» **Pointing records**
# # # # # # #
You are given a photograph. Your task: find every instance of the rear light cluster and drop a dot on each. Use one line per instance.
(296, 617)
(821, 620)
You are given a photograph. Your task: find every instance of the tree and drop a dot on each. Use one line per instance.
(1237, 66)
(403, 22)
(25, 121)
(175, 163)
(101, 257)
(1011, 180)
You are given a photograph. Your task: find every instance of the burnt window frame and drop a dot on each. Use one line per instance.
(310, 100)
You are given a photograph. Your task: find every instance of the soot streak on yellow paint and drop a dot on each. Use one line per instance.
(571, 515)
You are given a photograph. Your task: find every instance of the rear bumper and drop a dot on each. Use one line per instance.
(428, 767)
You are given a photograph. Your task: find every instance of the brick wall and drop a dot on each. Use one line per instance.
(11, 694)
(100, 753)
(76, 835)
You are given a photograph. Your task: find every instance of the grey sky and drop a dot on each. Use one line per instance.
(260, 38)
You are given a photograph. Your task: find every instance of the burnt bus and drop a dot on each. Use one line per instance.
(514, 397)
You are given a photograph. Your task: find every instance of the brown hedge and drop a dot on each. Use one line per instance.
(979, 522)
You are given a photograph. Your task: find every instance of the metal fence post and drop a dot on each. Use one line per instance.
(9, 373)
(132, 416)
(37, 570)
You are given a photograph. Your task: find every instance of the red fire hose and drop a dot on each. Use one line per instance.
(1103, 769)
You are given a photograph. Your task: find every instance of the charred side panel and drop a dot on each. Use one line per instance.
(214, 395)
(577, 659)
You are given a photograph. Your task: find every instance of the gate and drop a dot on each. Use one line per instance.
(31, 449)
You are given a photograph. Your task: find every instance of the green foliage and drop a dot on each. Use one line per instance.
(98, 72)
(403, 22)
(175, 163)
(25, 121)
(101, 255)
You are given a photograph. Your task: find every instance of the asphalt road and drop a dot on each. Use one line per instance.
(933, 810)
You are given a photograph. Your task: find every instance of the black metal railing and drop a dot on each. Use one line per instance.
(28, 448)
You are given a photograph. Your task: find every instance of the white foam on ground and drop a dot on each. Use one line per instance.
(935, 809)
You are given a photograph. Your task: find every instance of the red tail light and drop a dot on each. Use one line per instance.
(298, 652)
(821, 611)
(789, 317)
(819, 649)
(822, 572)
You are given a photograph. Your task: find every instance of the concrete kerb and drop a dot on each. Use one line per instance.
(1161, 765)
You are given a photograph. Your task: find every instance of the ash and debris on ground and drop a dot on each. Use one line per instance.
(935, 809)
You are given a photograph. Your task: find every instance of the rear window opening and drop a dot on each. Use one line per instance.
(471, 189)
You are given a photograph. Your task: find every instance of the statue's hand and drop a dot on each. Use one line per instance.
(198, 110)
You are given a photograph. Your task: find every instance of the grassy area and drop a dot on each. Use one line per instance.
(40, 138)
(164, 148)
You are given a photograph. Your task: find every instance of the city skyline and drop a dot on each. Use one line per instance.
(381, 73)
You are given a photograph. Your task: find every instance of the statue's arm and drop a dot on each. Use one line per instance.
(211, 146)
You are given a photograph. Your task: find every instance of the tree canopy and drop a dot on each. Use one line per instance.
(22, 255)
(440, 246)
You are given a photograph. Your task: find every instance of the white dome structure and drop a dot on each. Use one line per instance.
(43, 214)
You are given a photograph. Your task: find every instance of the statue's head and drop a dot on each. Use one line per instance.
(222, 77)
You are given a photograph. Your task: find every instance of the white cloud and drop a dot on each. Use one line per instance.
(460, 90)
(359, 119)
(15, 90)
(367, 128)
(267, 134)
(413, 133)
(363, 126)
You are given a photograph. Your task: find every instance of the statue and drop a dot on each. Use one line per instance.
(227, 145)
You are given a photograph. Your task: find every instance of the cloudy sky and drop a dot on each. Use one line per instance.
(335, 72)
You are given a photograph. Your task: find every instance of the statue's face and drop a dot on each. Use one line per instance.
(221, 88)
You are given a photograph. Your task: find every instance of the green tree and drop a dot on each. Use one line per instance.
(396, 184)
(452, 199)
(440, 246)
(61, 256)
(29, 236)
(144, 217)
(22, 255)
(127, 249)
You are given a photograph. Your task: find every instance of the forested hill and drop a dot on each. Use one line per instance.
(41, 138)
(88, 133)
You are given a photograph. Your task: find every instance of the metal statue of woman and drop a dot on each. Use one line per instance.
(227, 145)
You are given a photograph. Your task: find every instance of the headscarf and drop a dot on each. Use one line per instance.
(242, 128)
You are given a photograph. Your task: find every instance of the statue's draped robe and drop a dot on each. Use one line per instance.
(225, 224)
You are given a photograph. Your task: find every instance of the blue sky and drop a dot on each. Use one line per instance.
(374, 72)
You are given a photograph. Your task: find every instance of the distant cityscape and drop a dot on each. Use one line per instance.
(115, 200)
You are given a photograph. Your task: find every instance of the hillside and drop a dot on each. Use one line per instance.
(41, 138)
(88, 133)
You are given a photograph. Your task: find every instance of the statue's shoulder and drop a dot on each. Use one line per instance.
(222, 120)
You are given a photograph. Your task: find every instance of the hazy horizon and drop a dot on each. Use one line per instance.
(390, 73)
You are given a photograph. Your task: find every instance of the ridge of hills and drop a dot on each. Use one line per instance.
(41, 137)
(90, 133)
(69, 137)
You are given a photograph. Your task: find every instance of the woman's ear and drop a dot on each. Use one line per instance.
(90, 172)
# # # # # # #
» **GOAL**
Render the records as a JSON list of strings, one string per line with blank lines left out. Start at the line that contains "of the woman's" and continue through the end of the records.

» **RESULT OF THE EXERCISE**
[
  "You are given a photograph. Your task: find every instance of the woman's ear and drop a dot on each. Use one line per instance.",
  "(90, 172)"
]